*How to complete this task:* In the abstract below on low molecular weight substrates for protein-tyrosine phosphatase, what K-m value does the best substrate examined exhibit?

Document section section start

Potent low molecular weight substrates for protein-tyrosine phosphatase

The ability of protein-tyrosine phosphatases (PTPases) to catalyze the hydrolysis of simple aromatic phosphates has been recognized for some time. However, these compounds are significantly poorer substrates than their peptide-based counterparts containing phosphotyrosine. Consequently, the effort to create potent PTPase substrates has predominately focused on the use of peptidic carriers to deliver the phosphotyrosine moiety to the enzyme active site. We now report the synthesis and evaluation of several low molecular weight aromatic phosphates that serve as robust substrates for the rat PTPase, PTP1. We initially surveyed the ability of PTP1 to catalyze the hydrolysis of a variety of phenyl phosphate structural variants. Sterically demanding substituents positioned ortho and (to a lesser extent) meta to the phosphate group severely compromise the ability of these species to serve as phosphatase substrates. However, both benzylic and negatively charged substituents para to the hydrolyzable phosphate dramatically promote hydrolytic efficiency, which appears to be augmented through a dramatic enhancement in the affinity of the substrate for PTP1. The best substrate examined in this study exhibits a K-m of 16 +/- 3 mu M. In addition, it serves as an inhibitor of the PTP1-catalyzed hydrolysis of p-nitrophenyl phosphate with a K-i of 4.9 +/- 0.7 mu M. The extraordinary structural simplicity of this compound, as well as those of several others described herein, provides a promising starting point for the design of potent PTPase inhibitors.

Document section section end
Material supplied section start

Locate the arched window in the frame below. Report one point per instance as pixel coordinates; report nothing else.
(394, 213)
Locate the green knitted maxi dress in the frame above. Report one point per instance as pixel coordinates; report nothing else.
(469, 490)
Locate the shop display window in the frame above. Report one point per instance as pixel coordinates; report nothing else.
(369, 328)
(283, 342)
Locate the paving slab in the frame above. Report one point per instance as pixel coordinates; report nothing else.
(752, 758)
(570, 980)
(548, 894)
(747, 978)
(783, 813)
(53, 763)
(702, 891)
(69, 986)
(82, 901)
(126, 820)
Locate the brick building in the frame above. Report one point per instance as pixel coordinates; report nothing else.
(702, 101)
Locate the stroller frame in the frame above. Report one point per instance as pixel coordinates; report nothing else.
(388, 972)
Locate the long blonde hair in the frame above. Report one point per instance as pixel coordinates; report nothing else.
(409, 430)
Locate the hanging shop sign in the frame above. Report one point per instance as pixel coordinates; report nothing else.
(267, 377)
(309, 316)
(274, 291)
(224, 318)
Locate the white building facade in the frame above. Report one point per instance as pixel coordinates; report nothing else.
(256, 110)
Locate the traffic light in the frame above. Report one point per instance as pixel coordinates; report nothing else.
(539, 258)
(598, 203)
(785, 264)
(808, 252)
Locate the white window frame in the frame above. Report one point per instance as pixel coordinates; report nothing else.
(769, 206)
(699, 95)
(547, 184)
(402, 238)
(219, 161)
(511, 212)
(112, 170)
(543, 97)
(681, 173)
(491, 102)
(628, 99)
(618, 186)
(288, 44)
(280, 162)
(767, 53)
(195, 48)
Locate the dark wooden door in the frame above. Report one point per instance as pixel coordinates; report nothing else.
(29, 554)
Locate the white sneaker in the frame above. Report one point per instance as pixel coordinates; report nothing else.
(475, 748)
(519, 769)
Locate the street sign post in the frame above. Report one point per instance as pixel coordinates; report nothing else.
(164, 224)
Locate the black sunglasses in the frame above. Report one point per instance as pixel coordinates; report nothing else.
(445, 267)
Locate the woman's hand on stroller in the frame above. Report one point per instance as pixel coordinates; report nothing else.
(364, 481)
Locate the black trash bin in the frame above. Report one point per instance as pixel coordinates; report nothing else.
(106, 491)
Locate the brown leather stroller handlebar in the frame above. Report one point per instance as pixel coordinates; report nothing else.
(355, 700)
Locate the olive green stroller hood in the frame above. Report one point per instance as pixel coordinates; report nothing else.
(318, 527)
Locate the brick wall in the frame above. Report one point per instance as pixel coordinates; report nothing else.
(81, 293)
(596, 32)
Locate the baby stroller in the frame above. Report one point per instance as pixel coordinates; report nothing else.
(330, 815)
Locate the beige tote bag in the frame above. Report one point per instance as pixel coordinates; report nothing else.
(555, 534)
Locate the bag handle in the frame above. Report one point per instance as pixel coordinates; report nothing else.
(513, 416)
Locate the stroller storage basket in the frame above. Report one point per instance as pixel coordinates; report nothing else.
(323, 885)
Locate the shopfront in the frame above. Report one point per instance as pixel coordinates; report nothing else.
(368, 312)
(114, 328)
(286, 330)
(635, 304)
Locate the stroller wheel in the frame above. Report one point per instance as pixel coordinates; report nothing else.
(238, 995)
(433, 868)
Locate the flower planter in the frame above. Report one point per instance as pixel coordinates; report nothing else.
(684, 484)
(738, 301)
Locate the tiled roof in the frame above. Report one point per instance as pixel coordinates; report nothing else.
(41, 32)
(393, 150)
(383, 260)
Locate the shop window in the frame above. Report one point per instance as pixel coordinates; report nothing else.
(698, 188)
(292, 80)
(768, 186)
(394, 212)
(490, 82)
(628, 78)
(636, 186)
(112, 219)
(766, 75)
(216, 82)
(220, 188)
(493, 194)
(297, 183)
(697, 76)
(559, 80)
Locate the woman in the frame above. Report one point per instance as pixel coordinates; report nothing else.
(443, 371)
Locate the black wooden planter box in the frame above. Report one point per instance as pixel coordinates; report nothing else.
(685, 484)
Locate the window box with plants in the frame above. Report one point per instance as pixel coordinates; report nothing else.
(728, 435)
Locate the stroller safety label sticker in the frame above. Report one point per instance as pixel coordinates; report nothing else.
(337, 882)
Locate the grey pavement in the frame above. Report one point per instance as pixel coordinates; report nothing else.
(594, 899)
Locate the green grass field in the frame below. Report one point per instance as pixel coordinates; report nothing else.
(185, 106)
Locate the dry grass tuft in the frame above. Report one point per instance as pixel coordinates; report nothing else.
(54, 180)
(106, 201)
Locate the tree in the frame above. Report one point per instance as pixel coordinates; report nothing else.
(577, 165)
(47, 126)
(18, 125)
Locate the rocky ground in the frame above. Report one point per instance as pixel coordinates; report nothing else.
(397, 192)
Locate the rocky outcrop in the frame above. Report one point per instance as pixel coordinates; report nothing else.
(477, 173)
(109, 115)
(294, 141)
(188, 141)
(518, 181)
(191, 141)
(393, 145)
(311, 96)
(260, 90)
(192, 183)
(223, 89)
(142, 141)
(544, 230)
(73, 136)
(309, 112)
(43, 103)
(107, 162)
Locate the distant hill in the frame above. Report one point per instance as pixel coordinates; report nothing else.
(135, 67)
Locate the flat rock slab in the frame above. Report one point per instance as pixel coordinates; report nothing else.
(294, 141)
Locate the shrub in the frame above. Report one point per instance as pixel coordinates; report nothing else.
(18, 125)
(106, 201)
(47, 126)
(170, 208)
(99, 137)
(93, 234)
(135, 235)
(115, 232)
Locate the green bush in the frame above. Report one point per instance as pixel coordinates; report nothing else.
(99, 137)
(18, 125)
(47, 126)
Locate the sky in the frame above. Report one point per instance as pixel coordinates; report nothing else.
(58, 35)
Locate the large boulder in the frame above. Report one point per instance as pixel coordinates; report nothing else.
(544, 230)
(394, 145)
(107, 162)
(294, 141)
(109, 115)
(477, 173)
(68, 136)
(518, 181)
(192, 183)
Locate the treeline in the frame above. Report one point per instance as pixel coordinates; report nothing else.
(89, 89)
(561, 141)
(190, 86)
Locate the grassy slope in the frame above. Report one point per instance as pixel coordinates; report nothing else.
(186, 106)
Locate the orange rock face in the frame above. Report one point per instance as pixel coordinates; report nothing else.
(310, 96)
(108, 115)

Material supplied section end

*Your response:* 16 ± 3 μM